** START SUPPLIED INFORMATION **
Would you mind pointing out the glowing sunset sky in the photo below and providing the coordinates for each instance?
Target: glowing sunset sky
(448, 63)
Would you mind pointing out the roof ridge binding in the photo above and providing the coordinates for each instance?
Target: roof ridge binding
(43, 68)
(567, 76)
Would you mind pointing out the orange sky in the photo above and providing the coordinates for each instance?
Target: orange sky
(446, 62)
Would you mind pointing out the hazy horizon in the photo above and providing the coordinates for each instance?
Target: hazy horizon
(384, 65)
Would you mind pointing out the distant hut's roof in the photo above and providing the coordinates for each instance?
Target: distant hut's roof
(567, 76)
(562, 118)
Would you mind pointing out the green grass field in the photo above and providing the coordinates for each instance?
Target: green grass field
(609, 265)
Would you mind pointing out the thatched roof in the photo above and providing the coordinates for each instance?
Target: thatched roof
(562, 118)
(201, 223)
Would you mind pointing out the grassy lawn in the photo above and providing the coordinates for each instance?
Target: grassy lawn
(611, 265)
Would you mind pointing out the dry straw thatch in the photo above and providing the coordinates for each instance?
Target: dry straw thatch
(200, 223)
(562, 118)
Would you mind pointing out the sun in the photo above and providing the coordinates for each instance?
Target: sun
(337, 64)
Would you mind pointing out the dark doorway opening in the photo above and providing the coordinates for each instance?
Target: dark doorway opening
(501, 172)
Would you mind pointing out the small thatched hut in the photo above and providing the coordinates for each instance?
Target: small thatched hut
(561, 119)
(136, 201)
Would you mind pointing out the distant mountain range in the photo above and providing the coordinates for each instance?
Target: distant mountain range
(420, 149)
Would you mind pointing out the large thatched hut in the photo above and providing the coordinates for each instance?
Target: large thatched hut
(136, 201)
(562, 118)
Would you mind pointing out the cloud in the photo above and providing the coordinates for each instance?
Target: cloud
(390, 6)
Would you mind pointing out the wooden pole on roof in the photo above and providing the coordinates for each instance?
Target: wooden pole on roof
** END SUPPLIED INFORMATION **
CHALLENGE:
Can you reproduce every line of the material above, word for word, with nothing changed?

SOLUTION:
Would you mind pointing out the glowing sunset sky in the photo below and providing the coordinates for each instance?
Target: glowing sunset sky
(448, 63)
Would you mind pointing out the roof ridge binding in the photo above and providing the coordinates for each instance?
Target: roof ridge binding
(43, 68)
(567, 76)
Would you mind pointing out the orange sky in the photo above and providing the coordinates for each instance?
Target: orange sky
(446, 62)
Would you mind pointing out the hazy horizon in the photo above and providing the coordinates for each instance?
Target: hazy horizon
(384, 65)
Would you mind pointing out the distant hut's roof in the photo above and providing the coordinates for each instance?
Target: distant hut's roof
(567, 76)
(562, 118)
Would you mind pointing out the green grass field in the photo above and providing the coordinates for each instance?
Target: green grass field
(609, 265)
Would you mind pointing out the thatched roof in the photo above and providing the coordinates for each instance?
Target: thatched roof
(562, 118)
(201, 223)
Would you mind pointing out the grassy lawn in the photo above and providing the coordinates for each instance?
Target: grassy lawn
(611, 265)
Would you mind pointing out the dry straw thatch in the photo above and providing the coordinates for each instance?
Target: dry straw thatch
(200, 223)
(562, 118)
Would you mind pointing out the sun in the photo above and providing the coordinates for each instance?
Target: sun
(337, 64)
Would you mind pointing out the dark doorway opening in the photo above and providing the coordinates for each instance?
Target: dark doorway opening
(501, 172)
Would you mind pointing out the small thatched hut in the photo above and providing the coordinates for each instance?
Target: small thatched hut
(561, 119)
(136, 201)
Would you mind pointing out the distant mountain range in the photo above and providing the coordinates for each instance?
Target: distant mountain range
(420, 149)
Would you mind pointing out the large thatched hut in the photo above and providing the coordinates for each instance?
Target: large thatched hut
(136, 201)
(562, 118)
Would you mind pointing out the cloud in the photo above and providing the coordinates for each instance?
Target: cloud
(390, 6)
Would you mind pointing out the wooden pole on roof in the photo above and providing the coordinates for each instance?
Target: wooden pole on roof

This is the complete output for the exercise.